Questions to answer |
a: In the article on Melinda Katz's inauguration, reproduce the passage starting at "Many residents in" and ending at "all Queens schools.".
b: Rewrite the paragraph of the Katz inauguration article that begins "Additionally, the new borough president said she hopes to improve healthcare" as a short bulleted list that keeps its main facts.

Exercise text START

While Borough President Melinda Katz’s inauguration ceremony included the expected parade of high-profile politicians, including U.S. Rep. Joe Crowley (D-Queens, Bronx), Mayor de Blasio, and U.S. Sen. Chuck Schumer (D-NY), there were moments when the festivities gave way to something less flashy and more policy-driven: An agenda that, according to Queens’ new leader, will emphasize help for Sandy victims, a focus on education, and improving health care.
At the inauguration ceremony held last Thursday at Queens College, Katz, a Forest Hills native who replaces former Borough President Helen Marshall, announced that her administration will form a Storm Relief Task Force in Borough Hall so those impacted by Hurricane Sandy can connect with government officials to “figure out how to make things happen and get people the money they’re owed.”
Many residents in South Queens and the Rockaways are, nearly 15 months after last year’s hurricane, still struggling to access funding that had been promised to them in the wake of the storm. Numerous individuals have not been able to move back into their homes and others are facing the possibility that their flood insurance premium rates could skyrocket so high because of federal legislation that they would be forced to move.
Additionally, Katz, during her inaugural speech to the hundreds of people filling Queens College’s LeFrak Concert Hall in Flushing, said she would reinstate an education “war room” to monitor school construction projects, track classroom overcrowding, and ensure that arts, culture and science are included in the curricula of all Queens schools.
“We will figure out how to build schools…how to make sure the traditions of every single child are respected,” Katz said.
Katz – as well as de Blasio, who swore the new borough president into office – face an educational system rocked by deep-seated resentment for City Hall amongst many parents and teachers who have said that the Bloomberg administration wiped art, music and foreign language programs from schools. Additionally, there is widespread criticism, from parents to such elected officials as Councilman Mark Weprin (D-Oakland Gardens) and his brother, Assemblyman David Weprin (D-Little Neck), that the mayoral administration and the city Department of Education – which is, after the passage of the mayoral control legislation, essentially an extension of the mayor’s policies – have overemphasized standardized testing and driven teachers from the profession thanks to a preoccupation with data.
Additionally, the new borough president said she hopes to improve healthcare in Queens by expanding access to preventative care, investing in primary and urgent health services, and fighting to reopen the hospitals that have closed in Queens. Since 2008, Parkway Hospital in Forest Hills, St. John’s Hospital in Elmhurst, Mary Immaculate Medical Center in Jamaica, and Peninsula Hospital in the Rockaways have shuttered.
“We’re losing a hospital every time we wake up,” Katz said.
Alongside these initiatives, Katz spelled out far-reaching plans for the borough that essentially amounted to molding Queens into a thriving hub for arts, culture, education, and business. She said she envisioned a borough where all residents had the opportunity to make a living and doe everything they need to live and raise families “without having to cross over a bridge or go through a tunnel.”
All of the evening’s speakers heaped praise on Katz – and the long lineup of names like de Blasio, Council Speaker Melissa Mark-Viverito (D-Manhattan), City Comptroller Scott Stringer, and Public Advocate Letitia James show a kind of support that Queens did not have during the tenure of Marshall – who was working with a mayor who was accused of attempting to wipe all the power from the borough presidents’ offices, through such measures as slashing funding for their offices.
“I want to support you in all you do,” de Blasio told Katz. “…My door will always be open to Melinda because you don’t say no to Melinda Katz.”

Exercise text END
Stored data START

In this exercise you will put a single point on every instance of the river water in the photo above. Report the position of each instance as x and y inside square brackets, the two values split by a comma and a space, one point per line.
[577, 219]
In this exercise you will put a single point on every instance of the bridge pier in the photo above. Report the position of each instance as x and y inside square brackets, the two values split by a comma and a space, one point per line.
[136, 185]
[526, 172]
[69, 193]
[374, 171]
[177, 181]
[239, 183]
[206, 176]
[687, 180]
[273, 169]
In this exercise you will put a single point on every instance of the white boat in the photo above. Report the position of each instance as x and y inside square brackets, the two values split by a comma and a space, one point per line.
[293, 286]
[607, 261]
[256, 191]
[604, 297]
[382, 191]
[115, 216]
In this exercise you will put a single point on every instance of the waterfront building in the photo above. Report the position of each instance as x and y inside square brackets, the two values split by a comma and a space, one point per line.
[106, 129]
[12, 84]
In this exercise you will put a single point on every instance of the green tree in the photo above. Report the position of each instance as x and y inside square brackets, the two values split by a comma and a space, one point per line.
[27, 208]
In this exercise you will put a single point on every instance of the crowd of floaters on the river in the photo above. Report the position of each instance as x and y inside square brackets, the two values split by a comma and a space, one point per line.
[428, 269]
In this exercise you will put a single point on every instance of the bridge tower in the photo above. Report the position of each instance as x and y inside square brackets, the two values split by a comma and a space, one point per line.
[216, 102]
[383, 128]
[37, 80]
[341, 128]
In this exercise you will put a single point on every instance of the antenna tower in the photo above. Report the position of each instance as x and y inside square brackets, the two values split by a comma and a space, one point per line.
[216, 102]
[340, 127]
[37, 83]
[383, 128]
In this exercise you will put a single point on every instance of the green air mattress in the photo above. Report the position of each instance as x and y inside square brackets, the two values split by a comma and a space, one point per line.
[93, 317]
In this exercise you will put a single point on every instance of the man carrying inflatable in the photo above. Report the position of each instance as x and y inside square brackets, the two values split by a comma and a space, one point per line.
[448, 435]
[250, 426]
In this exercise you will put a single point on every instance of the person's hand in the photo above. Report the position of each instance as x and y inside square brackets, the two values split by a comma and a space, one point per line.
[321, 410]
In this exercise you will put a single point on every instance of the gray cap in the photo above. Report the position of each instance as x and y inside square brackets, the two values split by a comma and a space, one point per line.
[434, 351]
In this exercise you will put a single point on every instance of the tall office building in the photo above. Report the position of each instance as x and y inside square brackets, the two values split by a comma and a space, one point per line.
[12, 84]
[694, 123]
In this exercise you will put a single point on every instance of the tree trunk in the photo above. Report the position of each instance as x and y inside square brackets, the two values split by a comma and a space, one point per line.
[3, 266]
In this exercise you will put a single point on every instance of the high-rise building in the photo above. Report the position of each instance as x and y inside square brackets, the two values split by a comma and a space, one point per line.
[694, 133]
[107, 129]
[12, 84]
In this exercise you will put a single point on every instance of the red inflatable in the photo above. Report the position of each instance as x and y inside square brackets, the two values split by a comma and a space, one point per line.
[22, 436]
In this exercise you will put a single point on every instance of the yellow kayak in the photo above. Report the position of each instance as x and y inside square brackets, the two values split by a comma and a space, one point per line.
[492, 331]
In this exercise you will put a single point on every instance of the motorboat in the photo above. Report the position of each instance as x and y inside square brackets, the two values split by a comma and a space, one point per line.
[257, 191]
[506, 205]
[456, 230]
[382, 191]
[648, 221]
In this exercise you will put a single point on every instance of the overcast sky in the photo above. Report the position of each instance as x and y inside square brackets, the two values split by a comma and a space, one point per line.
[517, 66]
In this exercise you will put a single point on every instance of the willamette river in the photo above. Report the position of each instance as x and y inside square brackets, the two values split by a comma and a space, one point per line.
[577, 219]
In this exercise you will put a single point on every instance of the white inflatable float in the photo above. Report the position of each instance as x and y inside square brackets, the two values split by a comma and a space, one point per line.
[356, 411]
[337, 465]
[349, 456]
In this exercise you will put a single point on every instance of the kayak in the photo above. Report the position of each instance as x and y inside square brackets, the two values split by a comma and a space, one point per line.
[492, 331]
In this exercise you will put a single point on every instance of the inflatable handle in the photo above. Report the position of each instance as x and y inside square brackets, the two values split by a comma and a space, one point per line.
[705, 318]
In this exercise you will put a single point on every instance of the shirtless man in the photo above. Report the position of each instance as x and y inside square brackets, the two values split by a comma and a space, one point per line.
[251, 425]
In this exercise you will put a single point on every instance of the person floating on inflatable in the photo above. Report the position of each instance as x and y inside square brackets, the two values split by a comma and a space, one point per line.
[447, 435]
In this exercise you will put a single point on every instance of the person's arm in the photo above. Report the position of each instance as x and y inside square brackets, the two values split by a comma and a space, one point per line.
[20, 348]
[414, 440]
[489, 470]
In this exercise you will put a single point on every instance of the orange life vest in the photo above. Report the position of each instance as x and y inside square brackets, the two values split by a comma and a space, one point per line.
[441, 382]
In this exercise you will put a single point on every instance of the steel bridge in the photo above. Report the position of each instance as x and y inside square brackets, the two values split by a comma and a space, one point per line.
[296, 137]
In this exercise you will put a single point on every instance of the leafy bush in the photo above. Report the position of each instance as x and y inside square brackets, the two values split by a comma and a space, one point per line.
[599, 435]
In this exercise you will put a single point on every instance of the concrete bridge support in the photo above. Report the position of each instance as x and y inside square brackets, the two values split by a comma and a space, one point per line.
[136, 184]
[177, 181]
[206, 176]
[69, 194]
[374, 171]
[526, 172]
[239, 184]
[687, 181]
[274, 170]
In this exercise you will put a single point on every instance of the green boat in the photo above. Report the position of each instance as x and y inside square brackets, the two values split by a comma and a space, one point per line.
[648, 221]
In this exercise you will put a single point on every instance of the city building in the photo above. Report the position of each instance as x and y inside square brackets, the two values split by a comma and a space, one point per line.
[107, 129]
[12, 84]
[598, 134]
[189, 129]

Stored data END

Solutions to the tasks |
a:
Many residents in South Queens and the Rockaways are, nearly 15 months after last year’s hurricane, still struggling to access funding that had been promised to them in the wake of the storm. Numerous individuals have not been able to move back into their homes and others are facing the possibility that their flood insurance premium rates could skyrocket so high because of federal legislation that they would be forced to move.
Additionally, Katz, during her inaugural speech to the hundreds of people filling Queens College’s LeFrak Concert Hall in Flushing, said she would reinstate an education “war room” to monitor school construction projects, track classroom overcrowding, and ensure that arts, culture and science are included in the curricula of all Queens schools.

b:
- Katz hopes to improve healthcare in Queens by:
  - expanding access to preventative care
  - investing in primary and urgent health services
  - fighting to reopen the hospitals that have closed in Queens
- Since 2008, these hospitals have shuttered:
  - Parkway Hospital in Forest Hills
  - St. John's Hospital in Elmhurst
  - Mary Immaculate Medical Center in Jamaica
  - Peninsula Hospital in the Rockaways